Start of Dataset records

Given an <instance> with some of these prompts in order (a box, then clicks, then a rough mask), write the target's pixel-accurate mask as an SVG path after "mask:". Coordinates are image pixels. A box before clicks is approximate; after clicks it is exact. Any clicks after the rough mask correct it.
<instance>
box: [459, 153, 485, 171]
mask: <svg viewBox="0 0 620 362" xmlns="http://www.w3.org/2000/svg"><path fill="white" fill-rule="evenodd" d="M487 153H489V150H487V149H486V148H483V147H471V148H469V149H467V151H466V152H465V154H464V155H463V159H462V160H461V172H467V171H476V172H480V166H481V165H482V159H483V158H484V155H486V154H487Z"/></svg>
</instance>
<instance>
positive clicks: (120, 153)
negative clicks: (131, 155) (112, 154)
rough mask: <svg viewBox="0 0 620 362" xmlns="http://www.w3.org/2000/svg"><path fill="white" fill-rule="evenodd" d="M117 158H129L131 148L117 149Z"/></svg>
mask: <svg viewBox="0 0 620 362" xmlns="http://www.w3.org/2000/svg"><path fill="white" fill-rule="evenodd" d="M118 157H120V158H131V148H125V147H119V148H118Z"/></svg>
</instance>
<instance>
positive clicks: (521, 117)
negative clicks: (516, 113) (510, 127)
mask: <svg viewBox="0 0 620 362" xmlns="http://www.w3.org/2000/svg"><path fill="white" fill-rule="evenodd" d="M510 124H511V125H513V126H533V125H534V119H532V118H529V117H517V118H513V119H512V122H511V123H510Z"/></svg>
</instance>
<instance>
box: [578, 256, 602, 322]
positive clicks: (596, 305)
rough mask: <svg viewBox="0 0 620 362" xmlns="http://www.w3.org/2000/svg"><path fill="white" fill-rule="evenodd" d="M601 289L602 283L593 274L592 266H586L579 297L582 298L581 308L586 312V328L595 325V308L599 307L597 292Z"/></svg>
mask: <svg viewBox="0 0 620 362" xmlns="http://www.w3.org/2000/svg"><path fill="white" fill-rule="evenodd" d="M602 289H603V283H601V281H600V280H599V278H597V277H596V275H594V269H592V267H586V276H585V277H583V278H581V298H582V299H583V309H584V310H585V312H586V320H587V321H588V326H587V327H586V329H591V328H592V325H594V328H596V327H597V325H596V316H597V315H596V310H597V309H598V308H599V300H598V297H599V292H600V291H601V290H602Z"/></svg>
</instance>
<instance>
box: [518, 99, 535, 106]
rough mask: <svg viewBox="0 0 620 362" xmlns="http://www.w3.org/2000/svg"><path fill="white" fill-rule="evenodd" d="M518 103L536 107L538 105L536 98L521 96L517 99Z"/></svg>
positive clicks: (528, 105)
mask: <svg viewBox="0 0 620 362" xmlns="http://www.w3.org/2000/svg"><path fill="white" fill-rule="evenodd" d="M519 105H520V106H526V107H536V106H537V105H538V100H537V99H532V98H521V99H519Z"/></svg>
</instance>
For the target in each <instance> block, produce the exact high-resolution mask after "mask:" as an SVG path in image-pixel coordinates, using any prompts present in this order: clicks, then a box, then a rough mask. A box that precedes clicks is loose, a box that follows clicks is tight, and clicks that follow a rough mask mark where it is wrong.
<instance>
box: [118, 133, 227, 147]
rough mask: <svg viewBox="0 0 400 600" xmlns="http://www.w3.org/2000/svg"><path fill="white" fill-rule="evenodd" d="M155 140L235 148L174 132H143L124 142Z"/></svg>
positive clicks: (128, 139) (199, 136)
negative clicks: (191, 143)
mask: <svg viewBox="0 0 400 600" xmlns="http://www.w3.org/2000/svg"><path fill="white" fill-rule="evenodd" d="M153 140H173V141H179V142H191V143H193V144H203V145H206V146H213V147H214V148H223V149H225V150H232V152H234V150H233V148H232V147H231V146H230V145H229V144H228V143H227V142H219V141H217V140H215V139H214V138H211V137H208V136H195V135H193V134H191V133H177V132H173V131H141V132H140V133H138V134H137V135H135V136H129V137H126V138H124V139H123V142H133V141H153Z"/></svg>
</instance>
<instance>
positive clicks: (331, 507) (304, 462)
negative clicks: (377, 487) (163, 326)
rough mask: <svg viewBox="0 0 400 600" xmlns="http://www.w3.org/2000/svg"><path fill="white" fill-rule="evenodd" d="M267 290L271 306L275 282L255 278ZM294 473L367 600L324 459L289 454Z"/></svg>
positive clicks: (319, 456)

End of Dataset records

What to do: Each line from the top of the entries above through the line containing "positive clicks: (521, 117)" must be transcribed exactly, and no other line may appear.

Final answer:
Given an <instance> with some of these prompts in order (a box, then clicks, then a rough mask), write the target's pixel-accurate mask as an SVG path after "mask:". Coordinates are image pixels. A box before clicks is approximate; after clicks it is exact. Any clicks after the rough mask correct it.
<instance>
box: [459, 153, 485, 171]
mask: <svg viewBox="0 0 620 362" xmlns="http://www.w3.org/2000/svg"><path fill="white" fill-rule="evenodd" d="M487 153H489V150H487V149H486V148H483V147H471V148H469V149H467V151H466V152H465V154H464V155H463V159H462V160H461V172H467V171H476V172H480V166H481V165H482V159H483V158H484V155H486V154H487Z"/></svg>
</instance>
<instance>
positive clicks: (120, 153)
negative clicks: (131, 155) (112, 154)
rough mask: <svg viewBox="0 0 620 362" xmlns="http://www.w3.org/2000/svg"><path fill="white" fill-rule="evenodd" d="M117 158H129L131 148L117 149Z"/></svg>
mask: <svg viewBox="0 0 620 362" xmlns="http://www.w3.org/2000/svg"><path fill="white" fill-rule="evenodd" d="M118 157H120V158H131V148H125V147H119V148H118Z"/></svg>
</instance>
<instance>
positive clicks: (521, 117)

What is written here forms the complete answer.